Start of DOCUMENT SEGMENT

Session 3: Run BWA, inspect and filter the output

In this part of the course, we will not use the IMP3 pipeline. You have done some mapping already in the second session. Today, we will look at some of the commands IMP3 uses on their own.

In this session, you can use the environments IMP3 provides on crunchomics to preprocess data with BWA-MEM.

External users

If you’ve got a working install of BWA and samtools, you can use those (We’re using samtools version 1.9).

Warning

If you haven’t set up your conda enviroment yet, do the set up as described in the first session now.

Data

For this session, there are a few small files prepared on crunchomics:

cd /zfs/omics/projects/metatools/SANDBOX/Metagenomics101/EXAMPLE_DATA/READS
ls
less COSMIC_vag.test.r1.fq

In addition, you can use reference files from the IMP3 databases or the test set:

ls /zfs/omics/projects/metatools/DB/filtering/
ls /zfs/omics/projects/metatools/SANDBOX/Metagenomics101/EXAMPLE_DATA/REFERENCES

Running BWA-MEM indexing

Normally, you first need to build an index of you references. You can do this like so:

cd ~/personal
cp /zfs/omics/projects/metatools/SANDBOX/Metagenomics101/EXAMPLE_DATA/REFERENCES/mg.assembly.merged.fa .

End of DOCUMENT SEGMENT
Start of DATASET

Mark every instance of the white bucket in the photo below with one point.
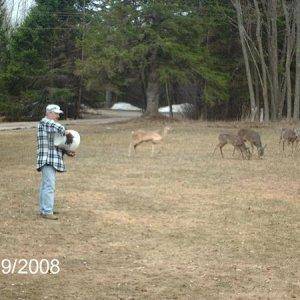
(60, 141)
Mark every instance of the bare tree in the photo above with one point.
(297, 82)
(238, 8)
(262, 61)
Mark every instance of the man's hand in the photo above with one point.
(69, 137)
(71, 153)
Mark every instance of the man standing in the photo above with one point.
(50, 158)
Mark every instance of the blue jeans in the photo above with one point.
(47, 190)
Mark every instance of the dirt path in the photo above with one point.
(106, 117)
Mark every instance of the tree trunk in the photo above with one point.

End of DATASET

- **WORK REQUEST**:
Continue the BWA session tutorial from where it stops. The point localization data has nothing to do with this.

- **ANSWER SPACE**:
conda activate /zfs/omics/projects/metatools/TOOLS/IMP3/conda/76e02d85877600c41ac84cb7bc27a189
bwa index mg.assembly.merged.fa

RESOURCES!

Don’t do this on the frontend, if you are using a real genome (it’s okay for the test data).

Warning

You need to copy the reference file to your personal space or scratch, because you can’t write into the examples folder on metatools.

You could also use the indices in the example data folder.

Running mapping with BWA-MEM

In the next step, you run the actual mapping.

bwa mem -v 1 -t 1  mg.assembly.merged.fa /zfs/omics/projects/metatools/SANDBOX/Metagenomics101/EXAMPLE_DATA/READS/test.mg.1.fastq /zfs/omics/projects/metatools/SANDBOX/Metagenomics101/EXAMPLE_DATA/READS/test.mg.2.fastq >> test_alignment.sam

You can find the help for bwa mem by typing bwa mem.

You can run other data, for example, the COSMIC_vag.test.r1|2.fq with the hg38.fa.

Take a look at the alignment file

The output of the BWA-MEM step is an alignment file in .sam format. There is a long header, but after that (for example at the end of the file), you see the alignment information as discussed in the lecture.

tail test_alignment.sam

Converting the alignment file to binary (compressed) format

Usually, we will not want to store the big .sam file on our disk. Instead, we convert it to .bam format.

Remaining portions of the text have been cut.